Passage for review:
* * * * * * * * *

Sexing up Greek myths and facing down the bank

New books by Mary Madec and Angela T Carr

THERE ARE those for whom being a poet is, to paraphrase Angela Carr’s fine poem ‘Occupied’, “the new black”. If you are young and fit, all you need do is write long poems about what is going on at street level and wave your arms around when you read them.

If you are too weather beaten to pull that off, then find a major issue - cultural or political - and pretend to be anguished about it. The poses adopted may change but the emptiness inside remains. Such types are useful, though, because their prevalence enables one to immediately recognise the real thing, when one sees it.

Demeter Does Not Remember is Mary Madec’s second collection from Salmon Poetry. It is an ambitious work in that the entire collection is based, loosely, on the myth of Demeter, her daughter Persephone, and Persephone’s moody sometime boyfriend, Hades.

* * * * * * * * *

Dataset entries:
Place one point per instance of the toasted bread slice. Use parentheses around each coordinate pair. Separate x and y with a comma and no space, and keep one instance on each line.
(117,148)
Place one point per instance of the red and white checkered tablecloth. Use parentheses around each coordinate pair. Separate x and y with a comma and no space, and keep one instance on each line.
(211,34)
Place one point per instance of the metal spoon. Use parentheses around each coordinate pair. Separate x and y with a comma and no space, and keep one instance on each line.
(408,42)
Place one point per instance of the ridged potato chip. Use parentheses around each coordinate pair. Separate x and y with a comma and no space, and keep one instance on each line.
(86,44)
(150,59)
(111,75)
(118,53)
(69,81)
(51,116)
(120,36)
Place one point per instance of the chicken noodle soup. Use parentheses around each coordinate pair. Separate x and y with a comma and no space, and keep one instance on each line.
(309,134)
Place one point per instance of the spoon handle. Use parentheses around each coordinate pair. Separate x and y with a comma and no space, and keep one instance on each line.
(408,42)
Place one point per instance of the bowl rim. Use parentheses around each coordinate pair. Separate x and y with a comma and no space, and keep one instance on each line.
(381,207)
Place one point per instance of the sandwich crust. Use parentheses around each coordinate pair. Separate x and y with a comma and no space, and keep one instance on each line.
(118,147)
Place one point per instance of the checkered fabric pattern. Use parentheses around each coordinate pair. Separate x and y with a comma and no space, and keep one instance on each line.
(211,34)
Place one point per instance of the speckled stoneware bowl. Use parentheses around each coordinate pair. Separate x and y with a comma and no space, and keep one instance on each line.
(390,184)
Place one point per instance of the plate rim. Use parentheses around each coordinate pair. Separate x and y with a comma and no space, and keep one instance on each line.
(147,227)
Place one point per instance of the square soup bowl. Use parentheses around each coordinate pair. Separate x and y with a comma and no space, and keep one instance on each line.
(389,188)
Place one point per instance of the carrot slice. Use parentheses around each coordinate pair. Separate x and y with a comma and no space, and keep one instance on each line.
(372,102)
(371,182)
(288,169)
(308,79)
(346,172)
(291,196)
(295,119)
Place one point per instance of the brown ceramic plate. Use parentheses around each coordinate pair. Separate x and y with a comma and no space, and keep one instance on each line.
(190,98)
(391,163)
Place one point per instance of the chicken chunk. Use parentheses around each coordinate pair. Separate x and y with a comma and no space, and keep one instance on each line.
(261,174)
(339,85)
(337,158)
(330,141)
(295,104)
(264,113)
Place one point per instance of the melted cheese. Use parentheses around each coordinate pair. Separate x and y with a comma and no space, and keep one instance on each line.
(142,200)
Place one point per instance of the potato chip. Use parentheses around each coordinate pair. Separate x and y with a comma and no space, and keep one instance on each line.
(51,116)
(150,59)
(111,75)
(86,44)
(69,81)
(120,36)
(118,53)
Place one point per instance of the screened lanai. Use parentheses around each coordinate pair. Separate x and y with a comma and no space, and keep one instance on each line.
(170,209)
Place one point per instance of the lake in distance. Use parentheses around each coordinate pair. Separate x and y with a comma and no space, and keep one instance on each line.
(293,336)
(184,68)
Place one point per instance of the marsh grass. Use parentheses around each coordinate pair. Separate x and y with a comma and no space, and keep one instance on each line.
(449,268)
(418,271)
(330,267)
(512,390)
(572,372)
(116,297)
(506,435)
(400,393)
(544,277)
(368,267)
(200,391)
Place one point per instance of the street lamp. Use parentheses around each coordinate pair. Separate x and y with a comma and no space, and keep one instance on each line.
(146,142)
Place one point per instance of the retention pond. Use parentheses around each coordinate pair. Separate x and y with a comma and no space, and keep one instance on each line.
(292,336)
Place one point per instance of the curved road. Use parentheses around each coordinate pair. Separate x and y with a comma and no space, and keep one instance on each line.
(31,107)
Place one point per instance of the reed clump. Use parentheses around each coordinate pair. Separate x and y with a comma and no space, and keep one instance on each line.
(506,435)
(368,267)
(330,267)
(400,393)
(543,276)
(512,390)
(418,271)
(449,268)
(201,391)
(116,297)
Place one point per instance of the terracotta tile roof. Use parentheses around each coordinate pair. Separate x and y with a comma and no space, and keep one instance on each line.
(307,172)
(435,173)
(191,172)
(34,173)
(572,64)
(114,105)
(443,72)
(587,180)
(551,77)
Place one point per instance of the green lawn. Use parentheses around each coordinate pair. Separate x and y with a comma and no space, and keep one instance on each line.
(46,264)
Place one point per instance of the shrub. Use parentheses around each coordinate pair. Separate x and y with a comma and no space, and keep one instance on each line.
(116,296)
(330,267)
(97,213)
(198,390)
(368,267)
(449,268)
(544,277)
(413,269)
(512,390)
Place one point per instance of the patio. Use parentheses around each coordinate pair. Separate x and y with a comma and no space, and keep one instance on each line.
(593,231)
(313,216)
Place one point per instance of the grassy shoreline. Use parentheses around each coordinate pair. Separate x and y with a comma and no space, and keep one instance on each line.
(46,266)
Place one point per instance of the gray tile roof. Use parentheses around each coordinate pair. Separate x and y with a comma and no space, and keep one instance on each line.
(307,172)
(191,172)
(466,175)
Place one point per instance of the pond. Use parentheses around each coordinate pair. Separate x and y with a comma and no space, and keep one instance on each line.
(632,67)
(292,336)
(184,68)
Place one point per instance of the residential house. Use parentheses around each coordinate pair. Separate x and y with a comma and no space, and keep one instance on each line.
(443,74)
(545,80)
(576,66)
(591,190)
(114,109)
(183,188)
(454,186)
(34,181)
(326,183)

* * * * * * * * *

Questions:
- 1) Reproduce the part of the poetry review that opens with the words containing "Demeter Does Not" and closes with "sometime boyfriend, Hades.".
- 2) Answer these questions from the poetry review:
(a) Which poem by Angela Carr does the reviewer quote?
(b) What is the title of Mary Madec's second collection?
(c) Which publisher issued that collection?
- 3) Extend the poetry review past its last sentence.
The records play no part in these tasks.

Responses to the exercise:
- 1)
Demeter Does Not Remember is Mary Madec’s second collection from Salmon Poetry. It is an ambitious work in that the entire collection is based, loosely, on the myth of Demeter, her daughter Persephone, and Persephone’s moody sometime boyfriend, Hades.

- 2)
(a) 'Occupied'
(b) Demeter Does Not Remember
(c) Salmon Poetry

- 3)
This is a book about the clash of generations. Though based on a myth that is a few thousand years old, it describes the eternal mother/daughter clash that is no doubt going on in Renmore and Knocknaccarra as I type.

Demeter “is jealous of those pert little breasts,/those eyes, reminding her of another bed/where she was desirable as a wife”. Many wrongly think of the Greek myths as being dry and austere; but in Madec’s hands this story gets erotic indeed: “Persephone is wet with smiles/her soft legs parting for Hades.”

Those suffering from heart conditions should make sure they have their medication taken before reading some of these poems. As we grow old we both envy and fear the young because of the reminder they are of our own all too soon demise, on days when we can barely “struggle across the river/to the other side of the kitchen.”

These are well put together poems that ask the reader some hard questions.

Angela T Carr’s debut collection How To Lose Your Home & Save Your Life (Bradshaw Books ) is a book born of unbearable reality. Carr’s case against the financial institution that is attempting to repossess her house is to be reviewed by the Supreme Court, where she will represent herself.

Carr reminds me of Wilfred Owen who was a lyric poet, in the manner of Keats, until the First World War intervened. Carr also writes beautifully about love, as in ‘Butterfly Kiss’: “One on each eyelid, soft as a sunrise;/tender offerings, made in the pink of love”.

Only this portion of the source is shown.